**WHAT TO DO**
1. What is the scientific name of the plant described in the purslane text?
2. Copy the portion of the purslane text between "Because it is" and "conditions in adults.", inclusive.
3. Continue the purslane text from the point where it stops.

====== QUOTED PASSAGE

Even more reasons to try.
Because it is so high in omega-3 fatty acids purslane can have amazing effects on your health. It helps to prevent stroke, and heart disease, and other serious conditions in adults.
Additionally, Children who consume this plant are less likely to develop symptoms of ADHD, Autism, and other developmental disorders.
Purslane nutrition facts
Soft, succulent purslane leaves have more omega-3 fatty acids than in some of the fish oils. If you are a vegetarian and pledge to avoid all forms of animal products, then here is the answer! Go for this healthy dark-green leafy vegetable and soon you will forget fish!
Botanically, this herbaceous leafy vegetable belongs to the family of Portulacaceae and scientifically known as Portulaca oleracea.
Other common names in place for this green leafy are pursley, pigweed, or verdolaga.
Purslane is native to Indian sub-continent and now distributed widely across the continents but actually as a wild weed. There exist varieties of pusley with variation in leaf size, thickness, and leaf arrangement and pigment distribution. This hardy herb plant requires relatively less water and soil nutrients and grows well sunny sunny climates. The plant grows up to 12-15 cm in height as a low-lying spread.
Pursley is widely grown in many Asian and European regions as a staple leafy vegetable. Its leaves appear thick, contain mucilaginous substance, and have a slightly sour and salty taste. Leaves and tender stems are edible. In addition to succulent stems and leaves, its yellow flower buds are also favored, especially in salads.
Purslane seeds, appear like black tea powder granules, are often used to make some herbal drinks.
Health benefits of Purslane
- This wonderful green leafy vegetable is very low in calories (just 16 kcal/100g) and fats; nonetheless, it is rich in dietary fiber, vitamins, and minerals.
- Fresh leaves contain surprisingly more omega-3 fatty acids (a-linolenic acid) than any other leafy vegetable plant. 100 grams of fresh purslane leaves provide about 350 mg of alpha-linolenic acid. Research studies show that consumption of foods rich in omega-3 fatty acids may reduce the risk of coronary heart disease, stroke, and help prevent the development of ADHD, autism, and other developmental differences in children.
- It is an excellent source of Vitamin A, (1320 IU/100 g, provides 44% of RDA) one of the highest among green leafy vegetables. Vitamin A is a known powerful natural antioxidant and an essential vitamin for vision. it is also required to maintain healthy mucusa and skin. Consumption of natural vegetables and fruits rich in vitamin A is known to help to protect from lung and oral cavity cancers.

============
====== DATA LISTING

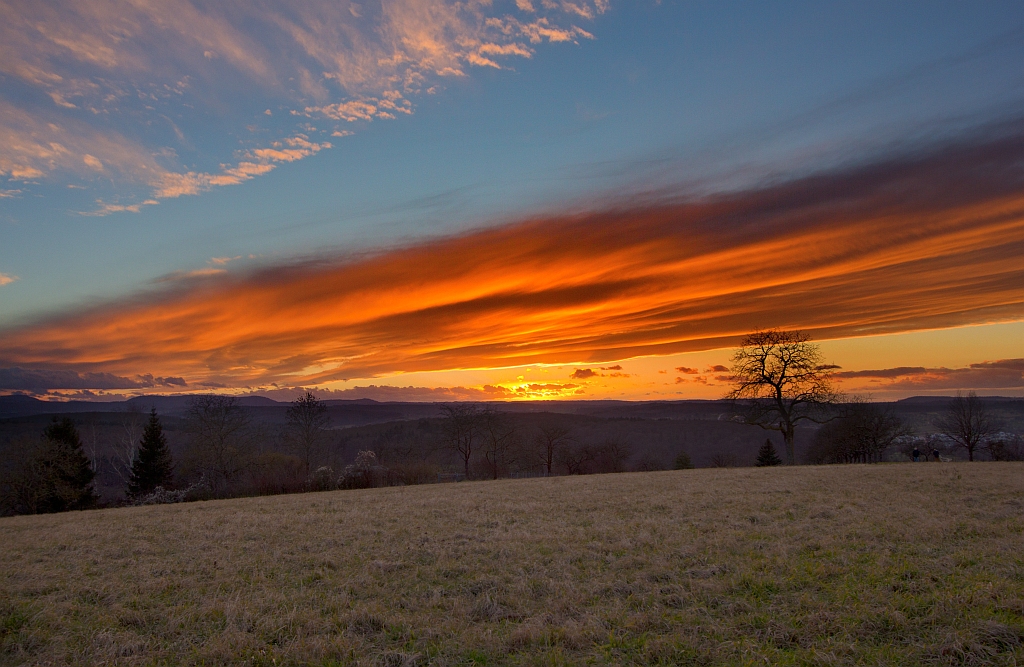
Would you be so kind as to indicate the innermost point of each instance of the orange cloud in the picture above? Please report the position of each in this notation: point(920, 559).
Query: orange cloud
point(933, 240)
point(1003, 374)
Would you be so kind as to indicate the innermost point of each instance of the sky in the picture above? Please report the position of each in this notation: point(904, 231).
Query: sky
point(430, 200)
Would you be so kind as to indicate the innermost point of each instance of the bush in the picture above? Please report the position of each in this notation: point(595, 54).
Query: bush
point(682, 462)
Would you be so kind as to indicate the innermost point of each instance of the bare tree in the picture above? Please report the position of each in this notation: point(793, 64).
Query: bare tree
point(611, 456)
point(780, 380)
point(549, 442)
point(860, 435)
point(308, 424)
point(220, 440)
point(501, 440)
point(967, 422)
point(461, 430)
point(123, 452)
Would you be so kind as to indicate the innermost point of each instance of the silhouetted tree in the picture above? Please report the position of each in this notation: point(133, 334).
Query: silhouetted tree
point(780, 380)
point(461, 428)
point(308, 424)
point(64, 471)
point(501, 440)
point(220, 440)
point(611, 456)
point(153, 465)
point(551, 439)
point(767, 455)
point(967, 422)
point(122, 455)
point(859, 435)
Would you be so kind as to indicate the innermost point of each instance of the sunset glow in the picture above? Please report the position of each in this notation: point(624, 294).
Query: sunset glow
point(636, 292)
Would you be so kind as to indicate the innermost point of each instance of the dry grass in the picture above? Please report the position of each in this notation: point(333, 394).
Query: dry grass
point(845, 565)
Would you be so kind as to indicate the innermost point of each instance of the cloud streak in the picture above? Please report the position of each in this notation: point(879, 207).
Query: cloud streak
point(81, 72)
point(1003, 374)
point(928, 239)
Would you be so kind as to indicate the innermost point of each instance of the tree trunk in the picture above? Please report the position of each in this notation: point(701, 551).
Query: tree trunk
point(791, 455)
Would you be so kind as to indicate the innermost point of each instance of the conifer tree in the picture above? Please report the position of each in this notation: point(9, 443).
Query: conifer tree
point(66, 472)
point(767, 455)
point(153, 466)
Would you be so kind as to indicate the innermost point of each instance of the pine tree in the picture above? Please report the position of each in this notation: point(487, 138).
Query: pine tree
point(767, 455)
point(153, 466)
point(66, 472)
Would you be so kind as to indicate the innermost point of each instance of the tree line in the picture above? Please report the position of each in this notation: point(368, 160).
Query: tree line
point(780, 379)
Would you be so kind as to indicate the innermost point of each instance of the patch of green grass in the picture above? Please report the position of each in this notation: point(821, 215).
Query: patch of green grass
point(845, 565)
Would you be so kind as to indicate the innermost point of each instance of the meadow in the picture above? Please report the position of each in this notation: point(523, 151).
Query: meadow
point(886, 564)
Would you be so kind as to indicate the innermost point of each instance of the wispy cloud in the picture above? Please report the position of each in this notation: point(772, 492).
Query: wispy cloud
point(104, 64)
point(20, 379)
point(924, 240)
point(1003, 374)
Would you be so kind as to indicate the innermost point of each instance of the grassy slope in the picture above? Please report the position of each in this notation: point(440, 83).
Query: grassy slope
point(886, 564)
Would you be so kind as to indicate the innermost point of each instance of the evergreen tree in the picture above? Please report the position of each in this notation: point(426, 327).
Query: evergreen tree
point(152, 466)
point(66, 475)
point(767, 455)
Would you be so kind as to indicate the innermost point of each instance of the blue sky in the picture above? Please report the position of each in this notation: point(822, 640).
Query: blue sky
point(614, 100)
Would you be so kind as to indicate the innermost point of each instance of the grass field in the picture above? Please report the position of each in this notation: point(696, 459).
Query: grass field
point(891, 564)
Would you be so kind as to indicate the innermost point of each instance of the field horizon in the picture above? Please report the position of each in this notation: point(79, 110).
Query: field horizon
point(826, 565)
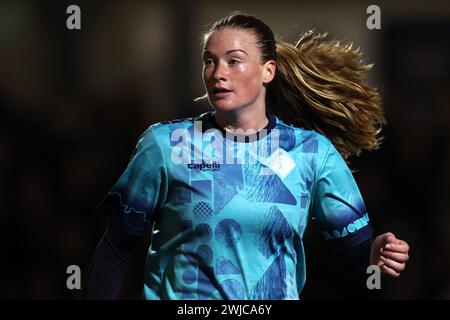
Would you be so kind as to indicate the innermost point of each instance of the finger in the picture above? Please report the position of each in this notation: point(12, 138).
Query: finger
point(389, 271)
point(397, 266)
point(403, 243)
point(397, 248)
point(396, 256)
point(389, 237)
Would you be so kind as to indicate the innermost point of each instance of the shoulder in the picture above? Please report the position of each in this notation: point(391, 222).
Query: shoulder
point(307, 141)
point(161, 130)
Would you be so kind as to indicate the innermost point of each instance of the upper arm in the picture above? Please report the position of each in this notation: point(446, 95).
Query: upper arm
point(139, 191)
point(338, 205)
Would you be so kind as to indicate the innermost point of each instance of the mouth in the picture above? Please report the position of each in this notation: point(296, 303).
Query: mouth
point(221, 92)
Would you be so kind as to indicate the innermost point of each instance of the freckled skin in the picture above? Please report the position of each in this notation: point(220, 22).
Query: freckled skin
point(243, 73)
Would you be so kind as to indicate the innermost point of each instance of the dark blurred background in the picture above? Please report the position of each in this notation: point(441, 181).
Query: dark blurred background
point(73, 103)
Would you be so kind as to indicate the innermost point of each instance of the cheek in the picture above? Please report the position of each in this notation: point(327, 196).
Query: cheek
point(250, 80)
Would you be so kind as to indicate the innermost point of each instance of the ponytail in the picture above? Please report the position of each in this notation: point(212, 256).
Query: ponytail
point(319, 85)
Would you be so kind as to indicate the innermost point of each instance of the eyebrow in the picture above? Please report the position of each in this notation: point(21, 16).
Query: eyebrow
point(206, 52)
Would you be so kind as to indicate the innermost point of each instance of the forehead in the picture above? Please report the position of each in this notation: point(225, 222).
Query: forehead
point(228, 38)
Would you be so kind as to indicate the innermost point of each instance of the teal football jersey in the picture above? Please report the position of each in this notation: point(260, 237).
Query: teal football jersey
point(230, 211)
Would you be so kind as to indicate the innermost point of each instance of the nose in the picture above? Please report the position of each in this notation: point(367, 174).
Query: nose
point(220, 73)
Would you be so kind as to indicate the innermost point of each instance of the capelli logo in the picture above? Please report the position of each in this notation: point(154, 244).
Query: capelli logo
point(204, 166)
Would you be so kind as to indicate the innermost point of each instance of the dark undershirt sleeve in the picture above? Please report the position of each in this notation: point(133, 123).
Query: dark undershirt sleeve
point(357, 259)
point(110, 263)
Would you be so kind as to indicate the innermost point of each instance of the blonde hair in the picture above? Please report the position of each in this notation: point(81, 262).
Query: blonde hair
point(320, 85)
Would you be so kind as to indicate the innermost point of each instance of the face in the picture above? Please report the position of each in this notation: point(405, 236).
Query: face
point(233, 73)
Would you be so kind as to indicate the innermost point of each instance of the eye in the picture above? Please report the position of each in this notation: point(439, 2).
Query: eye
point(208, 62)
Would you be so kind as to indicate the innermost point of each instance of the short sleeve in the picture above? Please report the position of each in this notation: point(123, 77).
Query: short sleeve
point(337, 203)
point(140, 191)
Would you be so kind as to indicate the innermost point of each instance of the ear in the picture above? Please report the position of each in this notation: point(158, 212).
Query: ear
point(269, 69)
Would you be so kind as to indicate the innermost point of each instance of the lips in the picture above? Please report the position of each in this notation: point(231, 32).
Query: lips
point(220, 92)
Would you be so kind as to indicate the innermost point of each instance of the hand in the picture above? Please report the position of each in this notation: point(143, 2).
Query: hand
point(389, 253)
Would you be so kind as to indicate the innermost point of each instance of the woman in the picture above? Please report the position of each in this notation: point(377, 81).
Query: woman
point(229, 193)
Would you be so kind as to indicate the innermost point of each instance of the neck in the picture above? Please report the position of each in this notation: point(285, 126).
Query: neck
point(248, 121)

============
====== DATA LISTING

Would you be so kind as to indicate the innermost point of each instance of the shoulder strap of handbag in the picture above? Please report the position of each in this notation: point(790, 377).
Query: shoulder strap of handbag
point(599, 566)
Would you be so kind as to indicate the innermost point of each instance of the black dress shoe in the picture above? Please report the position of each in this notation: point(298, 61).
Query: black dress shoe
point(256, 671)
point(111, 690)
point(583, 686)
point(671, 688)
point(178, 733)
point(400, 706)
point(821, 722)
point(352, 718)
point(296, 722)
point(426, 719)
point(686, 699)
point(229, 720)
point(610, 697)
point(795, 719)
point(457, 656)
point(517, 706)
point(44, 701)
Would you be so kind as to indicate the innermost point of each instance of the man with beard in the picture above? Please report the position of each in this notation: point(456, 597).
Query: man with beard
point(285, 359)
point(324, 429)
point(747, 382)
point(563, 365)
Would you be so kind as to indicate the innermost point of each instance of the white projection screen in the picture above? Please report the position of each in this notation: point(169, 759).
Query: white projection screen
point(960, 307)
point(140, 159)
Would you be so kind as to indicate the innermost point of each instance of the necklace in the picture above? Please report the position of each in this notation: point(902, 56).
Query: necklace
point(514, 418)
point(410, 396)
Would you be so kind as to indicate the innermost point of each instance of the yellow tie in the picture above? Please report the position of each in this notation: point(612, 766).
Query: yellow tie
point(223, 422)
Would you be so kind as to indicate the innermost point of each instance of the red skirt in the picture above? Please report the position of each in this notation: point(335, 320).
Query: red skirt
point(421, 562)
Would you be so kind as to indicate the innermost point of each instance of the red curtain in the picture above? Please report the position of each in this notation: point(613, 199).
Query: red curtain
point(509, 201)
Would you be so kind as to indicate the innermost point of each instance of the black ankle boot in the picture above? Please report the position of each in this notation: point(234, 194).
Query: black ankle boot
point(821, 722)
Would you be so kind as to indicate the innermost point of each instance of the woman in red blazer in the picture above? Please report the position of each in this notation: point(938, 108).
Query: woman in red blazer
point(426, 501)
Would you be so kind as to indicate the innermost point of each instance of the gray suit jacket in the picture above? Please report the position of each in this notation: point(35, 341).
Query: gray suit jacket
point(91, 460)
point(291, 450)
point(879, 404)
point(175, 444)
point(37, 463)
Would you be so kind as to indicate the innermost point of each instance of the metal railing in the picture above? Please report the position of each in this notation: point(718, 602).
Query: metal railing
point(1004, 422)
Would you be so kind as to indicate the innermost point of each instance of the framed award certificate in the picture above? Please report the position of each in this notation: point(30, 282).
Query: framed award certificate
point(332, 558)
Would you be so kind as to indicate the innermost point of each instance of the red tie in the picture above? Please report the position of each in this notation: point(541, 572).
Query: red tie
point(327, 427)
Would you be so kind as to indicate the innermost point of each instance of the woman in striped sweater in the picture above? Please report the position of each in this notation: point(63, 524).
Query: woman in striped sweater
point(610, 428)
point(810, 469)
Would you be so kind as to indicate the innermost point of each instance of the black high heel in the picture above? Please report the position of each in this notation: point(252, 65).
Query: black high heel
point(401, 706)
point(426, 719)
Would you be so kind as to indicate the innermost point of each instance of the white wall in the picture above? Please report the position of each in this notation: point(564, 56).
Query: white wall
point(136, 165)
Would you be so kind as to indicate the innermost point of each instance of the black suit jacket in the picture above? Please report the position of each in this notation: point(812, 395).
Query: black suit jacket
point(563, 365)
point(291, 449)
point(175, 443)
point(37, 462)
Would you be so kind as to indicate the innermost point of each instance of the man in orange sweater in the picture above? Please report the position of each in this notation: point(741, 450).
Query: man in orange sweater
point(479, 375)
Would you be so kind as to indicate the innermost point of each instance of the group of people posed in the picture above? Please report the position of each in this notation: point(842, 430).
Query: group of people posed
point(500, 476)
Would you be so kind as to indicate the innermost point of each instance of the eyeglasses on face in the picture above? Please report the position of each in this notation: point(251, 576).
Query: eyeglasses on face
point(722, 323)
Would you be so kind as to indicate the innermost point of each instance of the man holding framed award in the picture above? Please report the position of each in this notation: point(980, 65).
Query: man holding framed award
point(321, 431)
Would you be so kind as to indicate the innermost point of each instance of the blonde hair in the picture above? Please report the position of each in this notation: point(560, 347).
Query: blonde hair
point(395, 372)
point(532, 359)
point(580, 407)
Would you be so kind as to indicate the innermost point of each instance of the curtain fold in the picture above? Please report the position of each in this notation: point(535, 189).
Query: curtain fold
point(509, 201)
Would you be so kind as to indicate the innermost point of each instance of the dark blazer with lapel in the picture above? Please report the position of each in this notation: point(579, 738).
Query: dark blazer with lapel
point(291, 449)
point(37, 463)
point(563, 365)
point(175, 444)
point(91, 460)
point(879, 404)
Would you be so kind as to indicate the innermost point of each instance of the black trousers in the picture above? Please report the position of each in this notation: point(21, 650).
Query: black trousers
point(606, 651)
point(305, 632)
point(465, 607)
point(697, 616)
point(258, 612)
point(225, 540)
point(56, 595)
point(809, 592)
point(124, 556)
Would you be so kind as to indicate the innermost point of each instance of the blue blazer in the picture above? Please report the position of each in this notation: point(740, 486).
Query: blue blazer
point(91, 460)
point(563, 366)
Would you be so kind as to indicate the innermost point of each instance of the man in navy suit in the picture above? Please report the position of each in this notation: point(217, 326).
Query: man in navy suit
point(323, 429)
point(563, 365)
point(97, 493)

============
====== DATA LISTING

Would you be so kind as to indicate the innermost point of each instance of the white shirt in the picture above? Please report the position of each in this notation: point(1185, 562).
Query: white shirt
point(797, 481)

============

**ANSWERS FOR THIS EXERCISE**
1. Portulaca oleracea

2.
Because it is so high in omega-3 fatty acids purslane can have amazing effects on your health. It helps to prevent stroke, and heart disease, and other serious conditions in adults.

3.
- Purslane is also a rich source of vitamin C, and some B-complex vitamins like riboflavin, niacin, pyridoxine and carotenoids, as well as dietary minerals, such as iron, magnesium, calcium, potassium, and manganese.
- Furthermore, present in purslane are two types of betalain alkaloid pigments, the reddish beta-cyanins and the yellow beta-xanthins. Both pigment types are potent anti-oxidants and have been found to have anti-mutagenic properties in laboratory studies. [Proc. West. Pharmacol. Soc. 45: 101-103 (2002)].
Preparation and serving methods
The stems and flower buds are also edible. Trim the tough stems near roots using a sharp knife. Cook under low temperature for a shorter period in order to preserve the majority of nutrients. Although antioxidant properties are significantly decreased on frying and boiling, its minerals, carotenes and flavonoids may remain intact with steam cooking.
Here are some serving tips:
- Fresh, raw leaves can be used as salad and as vegetable juice.
- Fresh, tender leaves are used in salads. Saut?ed and gently stewed stems and leaves served as a side dish with fish and poultry.
- It has also been used in soup and curry (Goni soppu curry) preparations and eaten with rice and ragi cake (ragi mudde) in many mouthwatering purslane recipes in South Indian region, especially in parts of erstwhile Mysore province of Karnataka state.
- Stir-fried and mixed with other like-minded greens such as spinach and vegetables, it makes favorite dishes.